[WHAT YOU NEED TO DO]
**A.** Transcribe from the Fed commentary below, from "Group of Seven" up to and including "in a statement.".
**B.** For each statement, say whether the Fed commentary below agrees with it, answering yes or no and quoting the deciding words. (i) The ECB's next decision is on March 12. (ii) The Bank of Japan's next decision comes before the ECB's. (iii) The Group of Seven finance ministers and central bankers stated outright that the Fed was giving cover to its peers.
**C.** Name every central bank that the Fed commentary below mentions by name.

[EXERCISE PASSAGE]
########################################

However, as of now, Citigroup Inc.’s U.S. Economic Surprise Index is close to the highest level in more than two years. It’s certainly reasonable to expect some data to come in weaker in the ensuing months, but the bar that policy makers set just last week hadn’t been cleared by any measure. In fact, the Fed said in its statement reiterated that the “fundamentals of the U.S. economy remain strong.”

So, what explains the sudden move? Most likely, as I theorized on Monday, the Fed is providing some cover for its peers that don’t have as much room to ease monetary policy, like the European Central Bank and the Bank of Japan. Notably, the ECB’s next decision is March 12 — six days before the Fed’s. My Bloomberg Opinion colleague Ferdinando Giugliano wrote on Tuesday that “the ECB needs to be careful that it doesn’t get back its old crisis-era reputation as the major central bank that’s least willing to act.” That was a major risk from the ECB going first (the BOJ’s next decision is March 19). There’s now far less pressure on President Christine Lagarde.

Group of Seven finance ministers and central bankers didn’t outright say this, of course. Powell just said that central bankers are “talking to each other on an ongoing basis.” But traders can read between the lines.

“G-7 central banks will continue to fulfill their mandates, thus supporting price stability and economic growth while maintaining the resilience of the financial system,” the G-7 leaders said in a statement.

########################################

[GIVEN INFORMATION]
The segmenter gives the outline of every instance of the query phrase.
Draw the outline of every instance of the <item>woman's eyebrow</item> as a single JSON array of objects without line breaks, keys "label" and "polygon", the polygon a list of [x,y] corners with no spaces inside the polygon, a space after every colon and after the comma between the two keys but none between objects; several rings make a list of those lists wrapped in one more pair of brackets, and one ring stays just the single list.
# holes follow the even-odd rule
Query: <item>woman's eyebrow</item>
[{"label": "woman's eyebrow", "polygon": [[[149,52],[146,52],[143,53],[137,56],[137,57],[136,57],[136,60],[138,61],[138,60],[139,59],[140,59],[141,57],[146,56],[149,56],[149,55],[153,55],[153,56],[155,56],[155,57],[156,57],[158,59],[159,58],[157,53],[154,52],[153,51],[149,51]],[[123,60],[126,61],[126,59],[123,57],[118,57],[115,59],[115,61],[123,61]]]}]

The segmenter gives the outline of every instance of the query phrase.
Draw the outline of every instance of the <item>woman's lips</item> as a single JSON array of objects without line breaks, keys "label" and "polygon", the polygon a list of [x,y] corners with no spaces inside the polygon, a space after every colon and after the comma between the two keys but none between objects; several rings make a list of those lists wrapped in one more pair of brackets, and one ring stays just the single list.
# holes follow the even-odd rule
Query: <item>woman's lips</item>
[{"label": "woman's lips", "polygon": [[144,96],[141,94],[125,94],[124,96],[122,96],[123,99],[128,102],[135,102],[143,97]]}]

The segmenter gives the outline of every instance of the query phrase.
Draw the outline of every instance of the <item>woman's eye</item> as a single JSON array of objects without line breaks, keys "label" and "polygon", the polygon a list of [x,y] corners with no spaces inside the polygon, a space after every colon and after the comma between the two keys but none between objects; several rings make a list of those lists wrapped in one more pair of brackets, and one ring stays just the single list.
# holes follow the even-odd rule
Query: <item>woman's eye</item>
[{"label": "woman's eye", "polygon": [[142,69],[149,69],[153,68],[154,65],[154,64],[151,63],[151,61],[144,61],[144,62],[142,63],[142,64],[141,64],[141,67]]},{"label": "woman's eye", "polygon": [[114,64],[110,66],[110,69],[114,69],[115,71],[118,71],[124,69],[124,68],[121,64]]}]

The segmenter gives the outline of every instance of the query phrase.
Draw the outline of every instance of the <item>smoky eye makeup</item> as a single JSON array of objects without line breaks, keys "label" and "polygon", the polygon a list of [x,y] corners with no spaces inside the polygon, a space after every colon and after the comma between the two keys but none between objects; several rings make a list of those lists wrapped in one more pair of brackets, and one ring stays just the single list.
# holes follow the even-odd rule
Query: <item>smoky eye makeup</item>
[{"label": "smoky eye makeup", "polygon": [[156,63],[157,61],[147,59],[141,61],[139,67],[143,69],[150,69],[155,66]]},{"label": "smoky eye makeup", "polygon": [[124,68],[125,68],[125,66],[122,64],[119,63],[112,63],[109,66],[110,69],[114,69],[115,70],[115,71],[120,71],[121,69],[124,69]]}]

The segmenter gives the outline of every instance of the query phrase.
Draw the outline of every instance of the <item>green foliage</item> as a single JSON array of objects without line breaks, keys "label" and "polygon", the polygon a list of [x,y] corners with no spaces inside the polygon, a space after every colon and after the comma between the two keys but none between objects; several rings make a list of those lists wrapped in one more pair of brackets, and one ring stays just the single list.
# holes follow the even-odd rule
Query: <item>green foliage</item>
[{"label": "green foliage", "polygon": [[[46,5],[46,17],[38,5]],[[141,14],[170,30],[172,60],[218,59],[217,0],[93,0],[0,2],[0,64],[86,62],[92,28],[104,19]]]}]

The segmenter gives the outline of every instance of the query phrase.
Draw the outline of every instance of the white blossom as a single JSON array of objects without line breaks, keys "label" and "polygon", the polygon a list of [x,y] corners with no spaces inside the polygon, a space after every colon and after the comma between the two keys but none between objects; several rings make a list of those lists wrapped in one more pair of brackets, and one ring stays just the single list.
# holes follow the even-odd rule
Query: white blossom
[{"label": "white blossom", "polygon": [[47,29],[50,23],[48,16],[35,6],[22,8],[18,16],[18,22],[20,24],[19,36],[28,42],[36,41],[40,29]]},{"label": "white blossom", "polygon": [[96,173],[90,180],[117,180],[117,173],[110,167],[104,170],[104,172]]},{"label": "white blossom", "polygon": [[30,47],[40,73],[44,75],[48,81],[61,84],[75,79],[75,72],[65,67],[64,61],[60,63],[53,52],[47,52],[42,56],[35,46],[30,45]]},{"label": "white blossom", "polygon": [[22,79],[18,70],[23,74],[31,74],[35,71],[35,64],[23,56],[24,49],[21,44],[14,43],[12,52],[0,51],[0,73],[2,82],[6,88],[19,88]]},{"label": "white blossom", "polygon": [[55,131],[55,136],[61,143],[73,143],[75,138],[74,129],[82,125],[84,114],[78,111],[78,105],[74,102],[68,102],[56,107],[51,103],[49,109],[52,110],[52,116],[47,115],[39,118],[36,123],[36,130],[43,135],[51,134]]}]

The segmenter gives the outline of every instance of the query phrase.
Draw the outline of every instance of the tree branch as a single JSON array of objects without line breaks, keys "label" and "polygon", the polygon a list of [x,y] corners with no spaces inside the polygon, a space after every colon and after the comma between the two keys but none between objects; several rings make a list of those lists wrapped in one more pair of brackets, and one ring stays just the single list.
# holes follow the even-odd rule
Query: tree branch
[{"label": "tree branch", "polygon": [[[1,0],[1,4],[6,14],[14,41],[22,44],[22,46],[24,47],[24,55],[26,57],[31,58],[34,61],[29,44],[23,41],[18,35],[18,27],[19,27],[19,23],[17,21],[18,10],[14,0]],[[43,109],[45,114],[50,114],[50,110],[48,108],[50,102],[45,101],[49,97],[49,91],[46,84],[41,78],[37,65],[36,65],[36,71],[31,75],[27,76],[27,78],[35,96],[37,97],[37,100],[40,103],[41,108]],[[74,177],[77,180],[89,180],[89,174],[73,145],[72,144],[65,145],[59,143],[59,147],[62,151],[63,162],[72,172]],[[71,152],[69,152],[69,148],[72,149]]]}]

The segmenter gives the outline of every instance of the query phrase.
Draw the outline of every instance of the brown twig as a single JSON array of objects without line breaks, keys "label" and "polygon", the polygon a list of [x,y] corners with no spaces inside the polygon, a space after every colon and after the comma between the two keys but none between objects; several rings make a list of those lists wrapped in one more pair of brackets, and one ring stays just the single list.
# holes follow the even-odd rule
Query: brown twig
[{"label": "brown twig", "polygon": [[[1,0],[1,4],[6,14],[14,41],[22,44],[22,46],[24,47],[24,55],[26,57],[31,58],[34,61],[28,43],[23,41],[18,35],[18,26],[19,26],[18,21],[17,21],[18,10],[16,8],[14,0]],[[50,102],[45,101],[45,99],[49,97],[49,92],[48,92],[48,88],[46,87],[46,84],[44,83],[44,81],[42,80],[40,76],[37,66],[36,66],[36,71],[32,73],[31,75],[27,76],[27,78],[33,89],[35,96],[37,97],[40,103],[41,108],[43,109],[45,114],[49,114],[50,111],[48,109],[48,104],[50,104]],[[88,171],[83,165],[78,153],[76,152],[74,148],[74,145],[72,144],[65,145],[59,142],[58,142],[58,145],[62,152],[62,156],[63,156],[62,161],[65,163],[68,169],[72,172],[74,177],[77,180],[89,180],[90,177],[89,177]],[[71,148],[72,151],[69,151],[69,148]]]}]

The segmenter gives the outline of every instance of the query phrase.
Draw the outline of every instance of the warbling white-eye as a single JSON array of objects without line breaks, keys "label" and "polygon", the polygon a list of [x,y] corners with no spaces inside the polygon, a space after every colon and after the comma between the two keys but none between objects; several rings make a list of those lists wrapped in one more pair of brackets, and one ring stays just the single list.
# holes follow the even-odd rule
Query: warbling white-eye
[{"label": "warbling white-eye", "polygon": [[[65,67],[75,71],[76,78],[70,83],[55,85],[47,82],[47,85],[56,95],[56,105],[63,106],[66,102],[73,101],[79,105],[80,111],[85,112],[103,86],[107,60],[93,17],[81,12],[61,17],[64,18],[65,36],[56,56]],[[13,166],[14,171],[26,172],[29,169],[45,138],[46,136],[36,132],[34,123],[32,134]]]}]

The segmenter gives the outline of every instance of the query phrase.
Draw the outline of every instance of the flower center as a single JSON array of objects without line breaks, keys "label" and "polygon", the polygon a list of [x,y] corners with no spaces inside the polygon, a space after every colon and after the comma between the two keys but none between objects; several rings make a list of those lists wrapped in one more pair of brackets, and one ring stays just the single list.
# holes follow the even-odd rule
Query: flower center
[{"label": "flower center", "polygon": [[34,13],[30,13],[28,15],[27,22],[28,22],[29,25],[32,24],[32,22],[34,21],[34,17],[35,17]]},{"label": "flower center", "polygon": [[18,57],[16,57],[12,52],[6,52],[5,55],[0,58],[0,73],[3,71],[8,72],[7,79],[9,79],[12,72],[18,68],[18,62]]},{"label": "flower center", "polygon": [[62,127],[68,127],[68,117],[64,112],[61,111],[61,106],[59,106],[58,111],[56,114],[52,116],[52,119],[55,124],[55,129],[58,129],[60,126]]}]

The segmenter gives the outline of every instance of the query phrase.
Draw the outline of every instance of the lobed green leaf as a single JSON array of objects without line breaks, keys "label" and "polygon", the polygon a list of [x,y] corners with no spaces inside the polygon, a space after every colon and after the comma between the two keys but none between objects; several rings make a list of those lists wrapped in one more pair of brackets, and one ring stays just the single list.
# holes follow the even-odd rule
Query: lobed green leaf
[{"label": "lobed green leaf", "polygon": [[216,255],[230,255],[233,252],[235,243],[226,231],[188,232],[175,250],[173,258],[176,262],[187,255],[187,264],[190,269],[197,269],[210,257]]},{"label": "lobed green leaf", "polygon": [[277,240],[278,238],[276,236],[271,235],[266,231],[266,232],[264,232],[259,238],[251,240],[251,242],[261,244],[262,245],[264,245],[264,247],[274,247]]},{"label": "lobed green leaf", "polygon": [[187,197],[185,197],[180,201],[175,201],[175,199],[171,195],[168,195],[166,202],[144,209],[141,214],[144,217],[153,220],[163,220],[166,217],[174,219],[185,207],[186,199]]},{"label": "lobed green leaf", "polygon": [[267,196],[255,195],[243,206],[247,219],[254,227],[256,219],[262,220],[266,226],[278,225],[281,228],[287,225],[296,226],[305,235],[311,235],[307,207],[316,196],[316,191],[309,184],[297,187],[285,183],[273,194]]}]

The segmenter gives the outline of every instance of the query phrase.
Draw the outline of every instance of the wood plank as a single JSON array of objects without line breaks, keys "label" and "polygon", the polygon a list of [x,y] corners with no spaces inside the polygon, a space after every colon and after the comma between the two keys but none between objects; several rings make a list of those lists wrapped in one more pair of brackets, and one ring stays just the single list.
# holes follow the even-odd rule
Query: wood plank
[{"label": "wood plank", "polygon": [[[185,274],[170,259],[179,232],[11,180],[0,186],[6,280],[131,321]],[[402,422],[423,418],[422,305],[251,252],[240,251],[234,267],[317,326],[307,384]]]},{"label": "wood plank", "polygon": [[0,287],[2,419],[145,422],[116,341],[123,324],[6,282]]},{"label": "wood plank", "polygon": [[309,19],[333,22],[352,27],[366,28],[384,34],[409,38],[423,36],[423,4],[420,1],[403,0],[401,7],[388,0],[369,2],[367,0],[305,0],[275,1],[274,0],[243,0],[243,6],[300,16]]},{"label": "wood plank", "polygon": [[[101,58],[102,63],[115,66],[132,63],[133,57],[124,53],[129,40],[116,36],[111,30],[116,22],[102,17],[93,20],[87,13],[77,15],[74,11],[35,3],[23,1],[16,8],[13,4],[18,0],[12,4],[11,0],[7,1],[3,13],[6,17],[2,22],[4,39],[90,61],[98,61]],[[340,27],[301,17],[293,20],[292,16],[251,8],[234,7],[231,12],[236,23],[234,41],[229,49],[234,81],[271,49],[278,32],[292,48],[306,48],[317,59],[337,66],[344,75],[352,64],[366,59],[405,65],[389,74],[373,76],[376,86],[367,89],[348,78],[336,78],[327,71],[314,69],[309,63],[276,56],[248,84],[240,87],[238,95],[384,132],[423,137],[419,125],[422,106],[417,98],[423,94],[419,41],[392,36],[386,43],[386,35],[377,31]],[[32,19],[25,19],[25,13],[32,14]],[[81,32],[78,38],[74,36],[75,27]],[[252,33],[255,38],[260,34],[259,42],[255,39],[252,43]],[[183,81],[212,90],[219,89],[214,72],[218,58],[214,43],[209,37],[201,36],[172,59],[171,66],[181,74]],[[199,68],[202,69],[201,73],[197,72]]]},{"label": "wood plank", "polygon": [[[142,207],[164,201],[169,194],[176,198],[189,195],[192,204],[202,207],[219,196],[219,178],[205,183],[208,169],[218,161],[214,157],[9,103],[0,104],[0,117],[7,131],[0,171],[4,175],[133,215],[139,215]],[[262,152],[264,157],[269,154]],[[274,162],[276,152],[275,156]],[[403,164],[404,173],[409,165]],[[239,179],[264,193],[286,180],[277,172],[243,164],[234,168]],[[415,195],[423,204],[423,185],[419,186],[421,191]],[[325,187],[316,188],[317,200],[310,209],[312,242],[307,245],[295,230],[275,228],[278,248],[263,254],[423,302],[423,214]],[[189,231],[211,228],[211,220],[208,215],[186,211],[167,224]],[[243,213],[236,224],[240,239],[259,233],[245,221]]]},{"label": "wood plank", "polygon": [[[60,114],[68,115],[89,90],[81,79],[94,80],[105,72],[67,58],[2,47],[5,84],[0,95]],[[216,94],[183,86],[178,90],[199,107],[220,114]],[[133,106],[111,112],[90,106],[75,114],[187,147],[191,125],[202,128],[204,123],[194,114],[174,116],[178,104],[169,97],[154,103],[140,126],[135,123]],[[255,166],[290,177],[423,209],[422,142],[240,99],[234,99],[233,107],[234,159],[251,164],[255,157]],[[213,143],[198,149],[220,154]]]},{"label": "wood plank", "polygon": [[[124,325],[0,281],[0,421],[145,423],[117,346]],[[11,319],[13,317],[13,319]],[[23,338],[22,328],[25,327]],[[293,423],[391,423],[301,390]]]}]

########################################

[ANSWERS BY TASK]
**A.**
Group of Seven finance ministers and central bankers didn’t outright say this, of course. Powell just said that central bankers are “talking to each other on an ongoing basis.” But traders can read between the lines.

“G-7 central banks will continue to fulfill their mandates, thus supporting price stability and economic growth while maintaining the resilience of the financial system,” the G-7 leaders said in a statement.

**B.**
(i) Yes: "the ECB’s next decision is March 12"
(ii) No: "the BOJ’s next decision is March 19"
(iii) No: "Group of Seven finance ministers and central bankers didn’t outright say this, of course."

**C.**
- the Fed
- the European Central Bank (ECB)
- the Bank of Japan (BOJ)